What is required:
Reproduce every one of the lines below verbatim, in the same order and with nothing changed.

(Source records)
═══
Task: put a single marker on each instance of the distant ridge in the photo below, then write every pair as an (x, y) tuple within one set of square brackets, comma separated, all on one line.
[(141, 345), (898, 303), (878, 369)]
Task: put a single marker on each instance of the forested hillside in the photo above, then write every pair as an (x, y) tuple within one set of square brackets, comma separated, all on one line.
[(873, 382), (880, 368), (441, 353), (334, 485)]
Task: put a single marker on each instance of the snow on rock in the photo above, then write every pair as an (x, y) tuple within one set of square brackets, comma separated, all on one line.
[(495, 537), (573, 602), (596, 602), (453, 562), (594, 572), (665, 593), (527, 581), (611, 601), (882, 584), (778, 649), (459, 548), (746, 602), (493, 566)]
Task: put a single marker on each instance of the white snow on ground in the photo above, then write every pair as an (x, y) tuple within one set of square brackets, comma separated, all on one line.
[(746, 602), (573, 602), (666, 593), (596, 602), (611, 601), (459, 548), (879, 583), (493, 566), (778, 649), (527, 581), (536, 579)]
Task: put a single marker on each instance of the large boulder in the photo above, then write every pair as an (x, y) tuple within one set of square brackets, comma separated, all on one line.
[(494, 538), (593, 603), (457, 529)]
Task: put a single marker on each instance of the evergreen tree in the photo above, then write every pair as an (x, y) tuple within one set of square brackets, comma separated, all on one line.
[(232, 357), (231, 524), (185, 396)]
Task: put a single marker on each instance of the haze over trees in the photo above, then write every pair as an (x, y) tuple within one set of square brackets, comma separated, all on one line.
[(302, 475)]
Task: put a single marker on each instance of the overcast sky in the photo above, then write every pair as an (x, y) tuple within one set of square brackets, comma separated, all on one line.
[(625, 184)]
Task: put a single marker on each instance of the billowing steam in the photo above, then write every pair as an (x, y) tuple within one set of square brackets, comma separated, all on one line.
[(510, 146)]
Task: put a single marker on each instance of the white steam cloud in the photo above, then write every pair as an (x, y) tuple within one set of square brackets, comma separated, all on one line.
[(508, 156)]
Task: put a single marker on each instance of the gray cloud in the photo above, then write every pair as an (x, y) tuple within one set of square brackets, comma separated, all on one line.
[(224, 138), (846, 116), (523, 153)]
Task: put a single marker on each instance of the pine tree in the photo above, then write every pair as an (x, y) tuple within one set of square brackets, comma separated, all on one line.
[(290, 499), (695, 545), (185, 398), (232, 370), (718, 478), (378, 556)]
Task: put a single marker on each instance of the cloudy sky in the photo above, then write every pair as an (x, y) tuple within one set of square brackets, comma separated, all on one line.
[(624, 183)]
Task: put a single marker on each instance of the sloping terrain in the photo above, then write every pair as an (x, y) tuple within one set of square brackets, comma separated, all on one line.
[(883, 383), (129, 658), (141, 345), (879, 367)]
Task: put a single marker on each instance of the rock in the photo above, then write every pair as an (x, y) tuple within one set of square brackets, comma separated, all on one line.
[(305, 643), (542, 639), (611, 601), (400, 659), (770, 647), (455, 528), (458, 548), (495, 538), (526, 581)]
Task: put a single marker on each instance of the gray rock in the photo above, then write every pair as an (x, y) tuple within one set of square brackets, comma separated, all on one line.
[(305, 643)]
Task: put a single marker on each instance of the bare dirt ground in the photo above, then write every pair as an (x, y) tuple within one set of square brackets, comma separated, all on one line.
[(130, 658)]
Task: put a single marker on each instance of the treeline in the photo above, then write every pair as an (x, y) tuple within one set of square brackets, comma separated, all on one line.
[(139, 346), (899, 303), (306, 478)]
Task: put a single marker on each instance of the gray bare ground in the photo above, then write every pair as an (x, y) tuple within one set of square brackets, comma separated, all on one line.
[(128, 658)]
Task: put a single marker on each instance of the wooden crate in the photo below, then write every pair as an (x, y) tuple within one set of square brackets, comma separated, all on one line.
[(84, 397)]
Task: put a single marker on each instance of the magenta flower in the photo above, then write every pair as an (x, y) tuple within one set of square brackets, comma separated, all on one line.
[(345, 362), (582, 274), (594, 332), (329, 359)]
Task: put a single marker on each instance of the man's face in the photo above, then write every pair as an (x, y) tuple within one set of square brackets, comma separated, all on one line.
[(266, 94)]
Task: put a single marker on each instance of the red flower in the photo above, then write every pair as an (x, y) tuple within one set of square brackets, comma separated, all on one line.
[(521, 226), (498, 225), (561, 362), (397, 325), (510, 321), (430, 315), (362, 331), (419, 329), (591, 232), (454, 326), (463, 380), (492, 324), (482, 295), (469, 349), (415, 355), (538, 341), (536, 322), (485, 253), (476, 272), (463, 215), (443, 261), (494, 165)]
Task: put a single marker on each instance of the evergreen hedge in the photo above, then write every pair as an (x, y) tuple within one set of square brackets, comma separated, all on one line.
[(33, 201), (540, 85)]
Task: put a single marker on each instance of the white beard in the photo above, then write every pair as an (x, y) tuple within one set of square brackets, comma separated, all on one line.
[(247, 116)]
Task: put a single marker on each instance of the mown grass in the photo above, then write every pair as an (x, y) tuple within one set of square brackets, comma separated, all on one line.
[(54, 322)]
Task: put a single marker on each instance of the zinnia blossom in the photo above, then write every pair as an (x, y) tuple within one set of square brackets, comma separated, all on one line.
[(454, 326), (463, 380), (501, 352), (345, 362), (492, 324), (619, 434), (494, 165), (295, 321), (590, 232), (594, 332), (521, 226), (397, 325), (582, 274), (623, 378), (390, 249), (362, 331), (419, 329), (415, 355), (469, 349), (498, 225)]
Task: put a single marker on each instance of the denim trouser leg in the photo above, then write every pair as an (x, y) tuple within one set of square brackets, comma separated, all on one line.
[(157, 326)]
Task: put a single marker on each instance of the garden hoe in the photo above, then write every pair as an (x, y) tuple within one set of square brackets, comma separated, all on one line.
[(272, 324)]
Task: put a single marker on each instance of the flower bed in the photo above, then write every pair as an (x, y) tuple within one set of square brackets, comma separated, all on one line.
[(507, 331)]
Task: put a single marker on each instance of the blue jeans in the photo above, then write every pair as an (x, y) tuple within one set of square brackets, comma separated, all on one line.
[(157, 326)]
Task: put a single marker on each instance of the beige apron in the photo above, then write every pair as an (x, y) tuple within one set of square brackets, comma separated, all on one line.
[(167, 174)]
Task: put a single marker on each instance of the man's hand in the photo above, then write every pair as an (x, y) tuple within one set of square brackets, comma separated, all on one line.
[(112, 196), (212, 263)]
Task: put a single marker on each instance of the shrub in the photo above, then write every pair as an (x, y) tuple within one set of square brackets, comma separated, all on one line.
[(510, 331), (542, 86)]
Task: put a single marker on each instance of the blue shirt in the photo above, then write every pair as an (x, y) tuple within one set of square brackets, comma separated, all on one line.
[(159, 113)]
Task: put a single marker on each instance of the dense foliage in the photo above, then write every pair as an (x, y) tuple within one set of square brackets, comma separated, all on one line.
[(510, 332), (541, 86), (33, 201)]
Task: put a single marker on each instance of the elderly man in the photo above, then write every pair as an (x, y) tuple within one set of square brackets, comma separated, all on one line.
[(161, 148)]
═══
Answer in full:
Task: put a single marker on each instance of the distant ridge in the photo below, then write every pair as an (x, y) tuple within one set of square brackets, comma separated, all on one line.
[(141, 345), (898, 303), (878, 369)]
Task: put a single marker on each instance of the forested hillside in the photo above, then write every pair as an (x, y) tuple within one set of square brackets, comma separated, all on one line.
[(873, 382), (880, 368), (441, 353), (334, 485)]
Task: put a single marker on each instance of the snow on rock in the photo above, then write every pair as an (x, y) tuple within one set of square brackets, comma separated, all on one line.
[(495, 537), (573, 602), (596, 602), (453, 562), (594, 572), (665, 593), (527, 581), (611, 601), (882, 584), (778, 649), (459, 548), (746, 602), (493, 566)]
Task: put a single marker on each instance of the white snow on ground in the photo above, then write every pair as an (x, y) tuple within one set of square brackets, comma separated, all on one line.
[(746, 602), (573, 602), (666, 593), (596, 602), (611, 601), (459, 548), (879, 583), (493, 566), (778, 649), (527, 581), (536, 579)]
Task: put a single marker on each instance of the large boulder in the photo above, then write every pair as an (x, y) tuple within one set of square brackets, comma separated, all on one line.
[(494, 538), (593, 603), (457, 529)]
Task: put a single marker on each instance of the evergreen tree in the photo above, then write every pair as an (x, y) tuple within one set of square brackets, comma separated, all on one line.
[(232, 357), (231, 524), (185, 396)]
Task: put a single marker on each instance of the haze over trees in the photo above, then write every pair as an (x, y) tuple within one set of square brackets, comma separated, all on one line.
[(302, 475)]
Task: put a single marker on each instance of the overcast sky in the photo above, then write every pair as an (x, y) tuple within one set of square brackets, comma separated, all on one line.
[(625, 184)]
Task: put a single marker on each instance of the billowing steam in the photo above, then write every pair as an (x, y) tuple within one set of square brackets, comma separated, all on one line.
[(510, 146)]
Task: put a single marker on each instance of the white steam cloud in the photo above, then write every pair as an (x, y) tuple within one set of square brackets, comma separated, all on one line.
[(508, 156)]
Task: put a single marker on each instance of the gray cloud in the photo above, then write every pair as an (x, y) tuple within one set of square brackets, comma separated, all on one line.
[(224, 138), (846, 116), (523, 153)]
Task: put a single marker on each instance of the pine tree in the photo above, then write every pair as an (x, y) tuple within one set of square brackets, comma separated, all on one line.
[(290, 499), (695, 545), (185, 398), (232, 370), (718, 478), (378, 556)]
Task: put a single marker on each instance of the cloudy sky in the photo above, then write every pair as an (x, y) tuple within one set of square brackets, comma separated, all on one line.
[(624, 183)]
Task: put a single marker on each instance of the sloping terrain in the photo above, then write every pair as an (x, y) tuple within one set of square brackets, comma separated, all on one line.
[(883, 383), (129, 658), (141, 345), (879, 367)]
Task: put a single marker on each instance of the rock in the photo above, then write every pair as an (x, y) tuple within one set of square brackets, comma separated, all on one line.
[(305, 643), (542, 639), (611, 601), (400, 659), (770, 647), (455, 528), (458, 548), (495, 538), (526, 581)]
Task: put a single marker on each instance of the gray rock in the photo above, then write every pair as an (x, y) tuple within one set of square brackets, comma separated, all on one line.
[(305, 643)]
Task: put a single marker on each instance of the bare dirt ground in the photo above, then write every pair as an (x, y) tuple within one set of square brackets, comma separated, all on one line.
[(130, 658)]
Task: put a single marker on each instance of the treeline in the photo above, then write every pair as an (x, y) tuple within one set of square brackets, comma separated, all on one line.
[(139, 346), (899, 303), (306, 478)]
Task: put a single marker on each instance of the gray bare ground in the photo above, then write every pair as an (x, y) tuple within one set of square brackets, comma separated, all on one line.
[(128, 658)]
Task: put a single marker on each instance of the wooden crate in the photo below, then write every pair as an (x, y) tuple within one set of square brackets, comma separated, all on one line.
[(84, 397)]
Task: put a single marker on each instance of the magenta flower in the photo above, then write every pair as an (x, y) tuple within one set of square brackets, comma separated, all on one line.
[(345, 362), (582, 274), (594, 332), (329, 359)]
Task: put a single marker on each instance of the man's face in the photo above, then write every pair as an (x, y) tuple within one set of square brackets, comma separated, all on one line.
[(266, 94)]
Task: put a single marker on each instance of the red flower in the photo above, then write every pair as an (x, y) tuple within one set of square brackets, comma separated, all on one line.
[(521, 226), (498, 225), (561, 362), (397, 325), (510, 321), (430, 315), (362, 331), (419, 329), (591, 232), (454, 326), (463, 380), (492, 324), (482, 295), (469, 349), (415, 355), (538, 341), (536, 322), (485, 253), (476, 272), (463, 215), (443, 261), (494, 165)]
Task: put a single marker on each instance of the evergreen hedge in the photo above, then write every pair as an (x, y) tuple within one set of square brackets, comma separated, all on one line.
[(33, 201), (540, 85)]
Task: put a single marker on each instance of the white beard in the photo above, then write every pair as an (x, y) tuple within one set of square brackets, comma separated, all on one line.
[(247, 116)]
Task: put a single marker on each instance of the mown grass in the photo above, then write every pair as an (x, y) tuple within one set of square brackets, comma separated, all on one line.
[(54, 322)]
Task: put a single marker on each instance of the zinnia blossom in the photo above, then write every pair as an (x, y) tuple within one set of square brackets, comma separated, all on one line.
[(454, 326), (463, 380), (501, 352), (345, 362), (492, 324), (619, 434), (494, 165), (295, 321), (590, 232), (594, 332), (521, 226), (397, 325), (582, 274), (623, 378), (390, 249), (362, 331), (419, 329), (415, 355), (469, 349), (498, 225)]
Task: put a single marker on each instance of the denim trouser leg in the photo above, then write every pair as an (x, y) tuple within one set of square brackets, comma separated, all on one line.
[(157, 326)]
Task: put a single marker on each instance of the garden hoe in the photo above, then write every pair as an (x, y) tuple within one set of square brackets, comma separated, all on one line.
[(272, 324)]
Task: put a single marker on each instance of the flower bed in the photo above, then write every pair as an (x, y) tuple within one set of square brackets, comma separated, all on one line.
[(507, 331)]
Task: put a single marker on each instance of the blue jeans in the photo above, then write every pair as an (x, y) tuple within one set of square brackets, comma separated, all on one line.
[(157, 326)]
Task: put a single marker on each instance of the beige apron in the photo above, then write every pair as an (x, y) tuple within one set of square brackets, comma separated, all on one line.
[(167, 174)]
Task: put a single marker on each instance of the man's hand in the photo above, then write every pair as an (x, y) tuple within one set of square brackets, comma separated, all on one line.
[(112, 196), (212, 263)]
Task: put a single marker on each instance of the shrub in the photo above, then write every pair as an (x, y) tuple within one set of square brackets, comma separated, all on one line.
[(510, 331), (542, 86)]
Task: put a single marker on each instance of the blue shirt in the photo above, then write every pair as an (x, y) tuple within one set of square brackets, comma separated, all on one line.
[(159, 113)]
Task: put a single marker on each instance of the dense foliage in the photo above, then write every pair as an (x, y) tuple within one set of square brackets, comma separated, all on one line.
[(510, 332), (541, 86), (33, 201)]
Task: put a single marker on each instance of the elderly man in the photo above, then write every pair as an (x, y) tuple within one set of square brackets, comma separated, all on one line.
[(161, 148)]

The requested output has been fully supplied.